### SHORT TASK A
Return the section of the passage on blogging and buzz between "1. Create a" and "great (DICEE) product.", inclusive, copied verbatim.
------
Microphone
Blogging has flipped traditional PR on its head. It used to be that ink begat buzz. Life was simple then: you sucked up to the Wall Street Journal, one of its reporters wrote about your product, and the buzz began.

(Here’s a collection of great speeches about the state of the art of blogging, courtesy of Garr Reynolds of Presentation Zen. In particular, check out Robert Scoble’s and Hugh Macleod’s sessions.*)

Nowadays buzz begets ink. Journalists no longer anticipate or create buzz—rather, they react to it: “Everyone is buzzing about FaceBook. There must be something to this, so I had better write a story about it.” This role reversal has fried people’s minds.

The latest development is that blogs beget buzz. Blogs have changed everything because they represent a cheap, effective podium for creating buzz on a massive scale. Technorati provides an easy way to identify the A-listers, so all you have to do is attract the most influential bloggers. Here is a guide to the process.

1. Create a great product. There is a big catch to this democratization of buzz creation: Bloggers have a very low tolerance for bull shitake, even lower than journalists do because bloggers seldom rely on editors to “cleanse” their writing. It’s easy to say you’re going after bloggers, but this assumes that they’ll like your product or service. The most important thing you can do to attract them is to create a great (DICEE) product.

2. Cite and link. “Linking is the sincerest form of flattery.” Imitation no longer sits atop this throne. It’s hard to trash a company, product, service, or person that links to your blog. Personally, I’ve never met a person who linked to my blog that I didn’t like. :-)
------
### SHORT TASK B
State how many lines of the rows below contain the string "beige", giving only the number.

[Boundary annotation records]
------
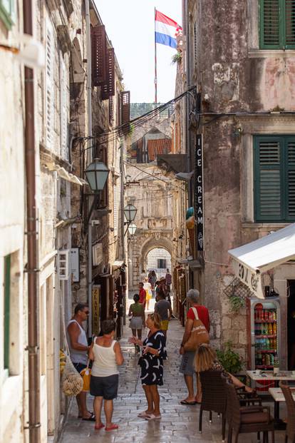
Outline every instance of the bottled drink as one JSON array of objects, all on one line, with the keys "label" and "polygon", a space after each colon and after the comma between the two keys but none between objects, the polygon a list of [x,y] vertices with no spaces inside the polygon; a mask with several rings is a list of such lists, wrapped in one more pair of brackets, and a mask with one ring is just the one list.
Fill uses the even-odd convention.
[{"label": "bottled drink", "polygon": [[272,335],[272,323],[269,323],[269,334]]}]

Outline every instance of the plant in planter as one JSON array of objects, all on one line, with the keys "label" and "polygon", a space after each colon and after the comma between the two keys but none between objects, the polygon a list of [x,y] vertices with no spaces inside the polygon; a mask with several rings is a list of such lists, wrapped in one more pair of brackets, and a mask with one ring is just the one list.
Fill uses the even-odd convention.
[{"label": "plant in planter", "polygon": [[177,51],[174,54],[172,57],[172,63],[175,64],[175,63],[180,63],[182,59],[182,54],[180,51]]},{"label": "plant in planter", "polygon": [[239,295],[232,295],[229,297],[230,303],[230,310],[232,312],[238,312],[241,307],[246,306],[245,299]]},{"label": "plant in planter", "polygon": [[221,350],[217,350],[218,361],[229,374],[237,374],[242,368],[241,356],[232,349],[232,342],[226,342]]}]

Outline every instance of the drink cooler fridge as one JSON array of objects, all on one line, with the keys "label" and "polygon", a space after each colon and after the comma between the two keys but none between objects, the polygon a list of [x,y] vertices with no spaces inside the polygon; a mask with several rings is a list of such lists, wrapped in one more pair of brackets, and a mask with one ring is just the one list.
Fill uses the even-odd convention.
[{"label": "drink cooler fridge", "polygon": [[271,370],[274,363],[280,362],[279,298],[250,299],[250,312],[249,367]]}]

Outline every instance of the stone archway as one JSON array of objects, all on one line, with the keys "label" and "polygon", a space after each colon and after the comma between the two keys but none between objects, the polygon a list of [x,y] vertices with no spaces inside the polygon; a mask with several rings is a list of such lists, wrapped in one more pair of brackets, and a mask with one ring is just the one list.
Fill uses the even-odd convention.
[{"label": "stone archway", "polygon": [[[169,236],[168,236],[169,235]],[[147,255],[156,248],[166,250],[171,255],[172,266],[175,263],[175,245],[172,232],[165,236],[160,232],[136,234],[133,242],[128,246],[129,289],[135,290],[140,281],[140,273],[145,270]]]},{"label": "stone archway", "polygon": [[172,260],[173,253],[172,242],[169,238],[165,238],[164,237],[160,237],[159,239],[154,237],[145,242],[141,248],[141,269],[144,269],[145,268],[148,254],[155,248],[165,249],[170,253]]}]

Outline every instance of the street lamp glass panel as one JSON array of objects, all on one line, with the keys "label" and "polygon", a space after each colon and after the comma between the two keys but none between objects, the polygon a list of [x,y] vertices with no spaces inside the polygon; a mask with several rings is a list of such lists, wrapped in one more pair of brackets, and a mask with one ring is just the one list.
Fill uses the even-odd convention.
[{"label": "street lamp glass panel", "polygon": [[109,172],[110,170],[105,163],[97,158],[87,167],[85,175],[89,186],[94,193],[103,190]]},{"label": "street lamp glass panel", "polygon": [[130,223],[128,226],[128,233],[130,233],[130,235],[134,235],[137,228],[138,227],[136,226],[135,223]]},{"label": "street lamp glass panel", "polygon": [[130,223],[135,218],[138,210],[133,205],[127,205],[124,208],[124,214],[128,223]]}]

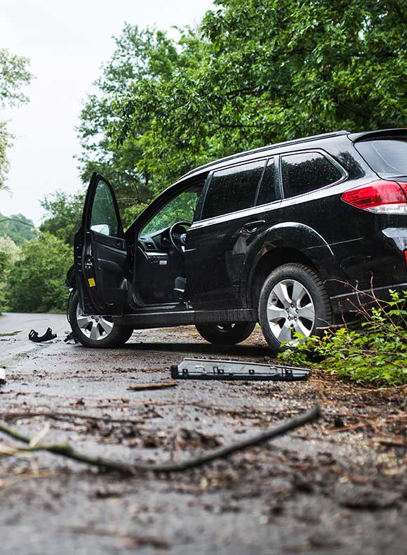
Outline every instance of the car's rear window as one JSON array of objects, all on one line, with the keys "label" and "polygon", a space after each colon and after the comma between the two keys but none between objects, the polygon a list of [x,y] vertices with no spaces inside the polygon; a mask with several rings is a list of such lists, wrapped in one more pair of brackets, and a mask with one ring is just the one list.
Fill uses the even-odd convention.
[{"label": "car's rear window", "polygon": [[407,176],[407,137],[363,141],[355,147],[380,176]]}]

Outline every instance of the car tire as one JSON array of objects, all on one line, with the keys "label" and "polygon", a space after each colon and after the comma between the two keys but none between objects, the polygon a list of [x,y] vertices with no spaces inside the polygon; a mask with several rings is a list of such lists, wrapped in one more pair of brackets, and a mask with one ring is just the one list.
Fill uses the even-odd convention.
[{"label": "car tire", "polygon": [[258,315],[265,339],[276,354],[295,347],[293,331],[321,337],[332,324],[331,302],[321,278],[309,266],[295,263],[279,266],[266,279]]},{"label": "car tire", "polygon": [[109,316],[84,315],[79,306],[77,292],[70,297],[68,318],[74,335],[85,347],[121,347],[128,341],[133,331],[133,327],[114,324]]},{"label": "car tire", "polygon": [[251,335],[255,325],[255,322],[235,322],[229,324],[199,324],[195,327],[209,343],[214,345],[236,345]]}]

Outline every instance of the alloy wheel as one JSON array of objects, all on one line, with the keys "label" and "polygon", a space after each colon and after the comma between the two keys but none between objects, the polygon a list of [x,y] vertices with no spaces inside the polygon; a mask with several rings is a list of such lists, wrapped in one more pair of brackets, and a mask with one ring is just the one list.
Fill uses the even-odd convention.
[{"label": "alloy wheel", "polygon": [[78,304],[76,308],[76,322],[81,333],[93,341],[100,341],[110,334],[114,324],[107,320],[105,316],[86,315]]},{"label": "alloy wheel", "polygon": [[276,283],[267,300],[267,320],[280,343],[295,344],[295,332],[309,337],[315,323],[315,307],[304,285],[295,280]]}]

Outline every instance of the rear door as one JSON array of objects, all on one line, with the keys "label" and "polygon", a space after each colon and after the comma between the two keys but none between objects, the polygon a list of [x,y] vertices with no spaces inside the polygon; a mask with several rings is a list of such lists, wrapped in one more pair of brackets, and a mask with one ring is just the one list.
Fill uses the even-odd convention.
[{"label": "rear door", "polygon": [[[187,234],[187,296],[194,308],[239,308],[243,304],[243,270],[265,226],[258,204],[272,202],[274,192],[260,188],[274,182],[271,160],[255,160],[212,172],[201,214]],[[262,177],[265,179],[262,179]]]},{"label": "rear door", "polygon": [[76,287],[86,313],[117,313],[128,302],[128,251],[114,192],[94,173],[75,235]]}]

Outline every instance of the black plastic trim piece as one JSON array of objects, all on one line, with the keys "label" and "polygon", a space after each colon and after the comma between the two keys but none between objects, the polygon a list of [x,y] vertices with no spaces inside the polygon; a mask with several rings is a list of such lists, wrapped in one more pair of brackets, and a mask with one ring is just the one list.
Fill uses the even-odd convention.
[{"label": "black plastic trim piece", "polygon": [[117,325],[130,325],[135,329],[148,327],[171,327],[194,324],[219,324],[219,322],[257,322],[255,308],[239,308],[225,311],[171,311],[112,316]]}]

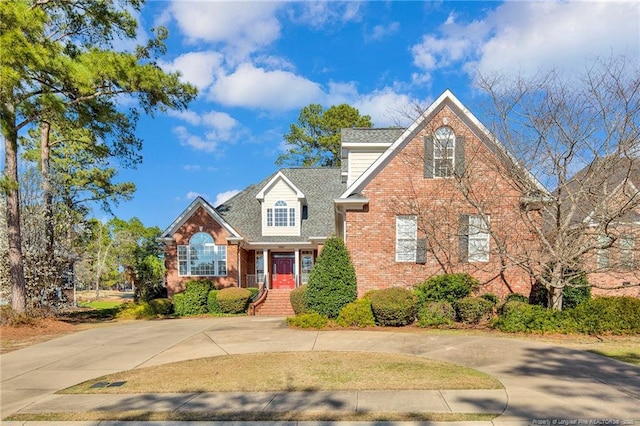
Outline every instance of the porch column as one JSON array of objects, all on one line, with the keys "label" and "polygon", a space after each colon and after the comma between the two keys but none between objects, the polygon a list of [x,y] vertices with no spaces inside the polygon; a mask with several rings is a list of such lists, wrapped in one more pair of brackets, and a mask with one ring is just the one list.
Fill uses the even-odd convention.
[{"label": "porch column", "polygon": [[300,286],[300,249],[297,248],[295,251],[295,258],[293,261],[293,271],[294,271],[294,277],[296,280],[296,287]]},{"label": "porch column", "polygon": [[262,249],[262,263],[264,264],[264,285],[269,288],[271,271],[269,270],[269,250],[267,249]]}]

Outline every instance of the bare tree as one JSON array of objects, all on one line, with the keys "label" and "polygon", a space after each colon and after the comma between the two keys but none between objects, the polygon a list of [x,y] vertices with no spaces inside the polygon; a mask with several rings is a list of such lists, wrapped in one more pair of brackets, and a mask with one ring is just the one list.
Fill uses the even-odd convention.
[{"label": "bare tree", "polygon": [[[512,259],[562,309],[565,287],[640,285],[640,69],[627,58],[599,58],[579,76],[556,71],[509,80],[479,76],[491,99],[492,132],[519,163],[553,189],[525,210],[540,259]],[[518,168],[505,169],[526,184]]]}]

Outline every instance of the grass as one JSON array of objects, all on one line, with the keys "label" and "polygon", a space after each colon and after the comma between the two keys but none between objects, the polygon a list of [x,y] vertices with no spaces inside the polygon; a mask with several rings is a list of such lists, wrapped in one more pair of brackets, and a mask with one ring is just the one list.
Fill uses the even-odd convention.
[{"label": "grass", "polygon": [[[125,384],[91,388],[97,382]],[[99,377],[60,393],[501,388],[500,382],[477,370],[410,355],[287,352],[227,355],[139,368]]]},{"label": "grass", "polygon": [[14,414],[5,420],[39,422],[76,421],[350,421],[350,422],[470,422],[491,421],[499,413],[386,413],[386,412],[304,412],[304,411],[85,411],[73,413]]}]

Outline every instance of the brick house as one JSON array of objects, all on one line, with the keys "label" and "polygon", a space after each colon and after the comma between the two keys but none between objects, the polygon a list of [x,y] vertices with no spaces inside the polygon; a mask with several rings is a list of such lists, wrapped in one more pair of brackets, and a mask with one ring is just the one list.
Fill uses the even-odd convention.
[{"label": "brick house", "polygon": [[528,229],[546,190],[450,91],[406,129],[343,129],[342,157],[342,169],[279,170],[220,206],[195,199],[160,238],[169,294],[194,278],[264,287],[257,313],[290,314],[289,292],[332,235],[359,295],[446,272],[529,293],[519,262],[539,256]]}]

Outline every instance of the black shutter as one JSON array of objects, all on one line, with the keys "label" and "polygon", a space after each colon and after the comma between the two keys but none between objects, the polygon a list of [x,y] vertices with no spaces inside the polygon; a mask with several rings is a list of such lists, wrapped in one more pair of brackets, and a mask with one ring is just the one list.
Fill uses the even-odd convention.
[{"label": "black shutter", "polygon": [[460,262],[469,261],[469,215],[460,215]]},{"label": "black shutter", "polygon": [[456,146],[455,146],[455,156],[456,156],[456,164],[454,166],[456,176],[461,177],[464,175],[465,171],[465,163],[464,163],[464,145],[465,145],[465,137],[464,136],[456,136]]},{"label": "black shutter", "polygon": [[424,177],[433,178],[433,136],[424,137]]},{"label": "black shutter", "polygon": [[416,263],[424,265],[427,263],[427,239],[418,238],[416,241]]}]

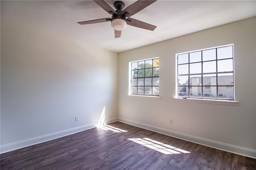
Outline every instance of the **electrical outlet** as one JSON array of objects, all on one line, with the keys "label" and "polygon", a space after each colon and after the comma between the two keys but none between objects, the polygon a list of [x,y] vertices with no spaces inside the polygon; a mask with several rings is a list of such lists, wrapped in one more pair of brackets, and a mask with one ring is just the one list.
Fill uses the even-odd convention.
[{"label": "electrical outlet", "polygon": [[172,119],[170,119],[170,124],[172,124]]}]

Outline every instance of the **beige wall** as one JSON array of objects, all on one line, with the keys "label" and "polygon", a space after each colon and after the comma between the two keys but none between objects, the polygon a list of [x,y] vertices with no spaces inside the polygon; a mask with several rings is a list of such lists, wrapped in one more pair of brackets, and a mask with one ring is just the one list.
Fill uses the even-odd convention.
[{"label": "beige wall", "polygon": [[1,21],[1,152],[117,117],[117,53]]},{"label": "beige wall", "polygon": [[[254,150],[252,152],[256,157],[256,18],[244,20],[119,53],[120,120]],[[181,102],[174,99],[176,53],[232,43],[238,106]],[[129,62],[158,57],[161,99],[128,96]],[[169,123],[170,119],[173,119],[172,125]]]}]

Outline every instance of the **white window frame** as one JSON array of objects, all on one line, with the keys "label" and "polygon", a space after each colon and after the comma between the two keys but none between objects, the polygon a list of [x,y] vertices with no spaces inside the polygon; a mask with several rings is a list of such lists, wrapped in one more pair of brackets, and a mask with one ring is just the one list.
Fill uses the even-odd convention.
------
### EXERCISE OUTPUT A
1. Create a great product. There is a big catch to this democratization of buzz creation: Bloggers have a very low tolerance for bull shitake, even lower than journalists do because bloggers seldom rely on editors to “cleanse” their writing. It’s easy to say you’re going after bloggers, but this assumes that they’ll like your product or service. The most important thing you can do to attract them is to create a great (DICEE) product.

### EXERCISE OUTPUT B
2